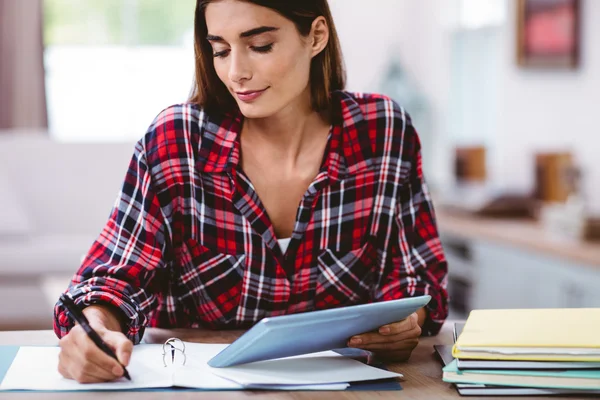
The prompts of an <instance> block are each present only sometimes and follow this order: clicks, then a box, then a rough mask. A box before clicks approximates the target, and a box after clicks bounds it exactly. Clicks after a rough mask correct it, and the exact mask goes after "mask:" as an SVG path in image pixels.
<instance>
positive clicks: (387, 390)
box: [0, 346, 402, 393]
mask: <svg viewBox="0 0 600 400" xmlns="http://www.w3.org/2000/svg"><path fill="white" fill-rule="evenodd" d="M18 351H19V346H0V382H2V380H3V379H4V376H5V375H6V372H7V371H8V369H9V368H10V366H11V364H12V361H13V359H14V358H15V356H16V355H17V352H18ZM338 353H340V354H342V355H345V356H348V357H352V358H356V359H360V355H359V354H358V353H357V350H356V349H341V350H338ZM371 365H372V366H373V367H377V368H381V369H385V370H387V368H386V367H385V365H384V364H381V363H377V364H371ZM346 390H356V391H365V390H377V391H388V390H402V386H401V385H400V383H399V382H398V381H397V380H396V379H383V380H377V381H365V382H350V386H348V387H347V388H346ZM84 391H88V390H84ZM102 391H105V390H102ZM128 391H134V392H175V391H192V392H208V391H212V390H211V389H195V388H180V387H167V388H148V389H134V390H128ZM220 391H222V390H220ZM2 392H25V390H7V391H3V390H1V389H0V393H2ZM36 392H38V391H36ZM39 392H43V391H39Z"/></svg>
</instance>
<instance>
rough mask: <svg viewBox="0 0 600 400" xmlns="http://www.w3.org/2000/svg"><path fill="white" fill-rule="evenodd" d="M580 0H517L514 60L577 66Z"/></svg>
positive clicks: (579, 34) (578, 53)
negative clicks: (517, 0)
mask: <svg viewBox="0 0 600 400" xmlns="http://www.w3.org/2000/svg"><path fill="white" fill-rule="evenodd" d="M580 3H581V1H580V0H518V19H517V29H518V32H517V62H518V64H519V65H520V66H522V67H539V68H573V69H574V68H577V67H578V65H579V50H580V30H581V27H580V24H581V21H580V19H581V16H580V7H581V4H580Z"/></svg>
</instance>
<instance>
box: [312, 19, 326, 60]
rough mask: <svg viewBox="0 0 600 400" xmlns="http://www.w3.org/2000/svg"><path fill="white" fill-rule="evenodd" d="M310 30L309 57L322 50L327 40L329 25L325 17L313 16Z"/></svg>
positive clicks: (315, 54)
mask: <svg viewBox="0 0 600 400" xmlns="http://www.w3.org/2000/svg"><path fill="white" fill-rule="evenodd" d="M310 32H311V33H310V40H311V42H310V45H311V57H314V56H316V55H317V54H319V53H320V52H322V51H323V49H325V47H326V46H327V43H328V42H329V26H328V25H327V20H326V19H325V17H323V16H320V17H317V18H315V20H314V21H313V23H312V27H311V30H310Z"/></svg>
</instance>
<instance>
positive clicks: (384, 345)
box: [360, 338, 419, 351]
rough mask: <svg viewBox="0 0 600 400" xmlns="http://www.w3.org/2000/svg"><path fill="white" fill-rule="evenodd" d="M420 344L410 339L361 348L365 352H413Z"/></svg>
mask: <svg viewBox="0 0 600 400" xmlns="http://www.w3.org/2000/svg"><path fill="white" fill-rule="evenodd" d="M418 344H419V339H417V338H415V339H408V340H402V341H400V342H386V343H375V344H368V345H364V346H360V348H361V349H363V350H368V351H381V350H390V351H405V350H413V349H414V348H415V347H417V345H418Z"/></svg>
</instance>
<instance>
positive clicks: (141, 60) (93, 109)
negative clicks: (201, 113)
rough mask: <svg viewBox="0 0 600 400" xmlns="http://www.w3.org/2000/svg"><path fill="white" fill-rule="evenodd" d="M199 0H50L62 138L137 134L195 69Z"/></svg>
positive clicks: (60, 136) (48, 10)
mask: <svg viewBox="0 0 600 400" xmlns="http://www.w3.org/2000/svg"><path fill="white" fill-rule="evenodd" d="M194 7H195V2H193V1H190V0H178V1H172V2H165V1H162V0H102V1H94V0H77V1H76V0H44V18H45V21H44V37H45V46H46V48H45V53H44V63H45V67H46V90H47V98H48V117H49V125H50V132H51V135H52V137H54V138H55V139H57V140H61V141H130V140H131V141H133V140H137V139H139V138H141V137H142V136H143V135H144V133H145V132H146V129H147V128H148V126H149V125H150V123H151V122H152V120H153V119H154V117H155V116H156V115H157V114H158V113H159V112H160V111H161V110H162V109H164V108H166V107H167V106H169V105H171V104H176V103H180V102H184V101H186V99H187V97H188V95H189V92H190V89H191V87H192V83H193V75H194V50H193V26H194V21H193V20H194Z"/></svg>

## To do
Write out the lines of the records verbatim, starting at the line containing "negative clicks: (517, 0)" and ending at the line containing "box: [360, 338, 419, 351]", both included.

## Solution to the problem
negative clicks: (517, 0)
mask: <svg viewBox="0 0 600 400" xmlns="http://www.w3.org/2000/svg"><path fill="white" fill-rule="evenodd" d="M580 3H581V1H580V0H518V19H517V29H518V32H517V62H518V64H519V65H520V66H522V67H539V68H573V69H574V68H577V67H578V65H579V50H580V30H581V27H580V24H581V21H580V19H581V16H580V7H581V4H580Z"/></svg>
</instance>
<instance>
box: [312, 19, 326, 60]
rough mask: <svg viewBox="0 0 600 400" xmlns="http://www.w3.org/2000/svg"><path fill="white" fill-rule="evenodd" d="M310 30L309 57L322 50L327 40L329 25L325 17L313 16Z"/></svg>
positive clicks: (315, 54)
mask: <svg viewBox="0 0 600 400" xmlns="http://www.w3.org/2000/svg"><path fill="white" fill-rule="evenodd" d="M310 32H311V33H310V40H311V42H310V45H311V57H314V56H316V55H317V54H319V53H320V52H322V51H323V49H325V47H326V46H327V43H328V42H329V26H328V25H327V20H326V19H325V17H323V16H320V17H317V18H315V20H314V21H313V23H312V27H311V30H310Z"/></svg>
</instance>
<instance>
positive clicks: (384, 345)
box: [360, 338, 419, 351]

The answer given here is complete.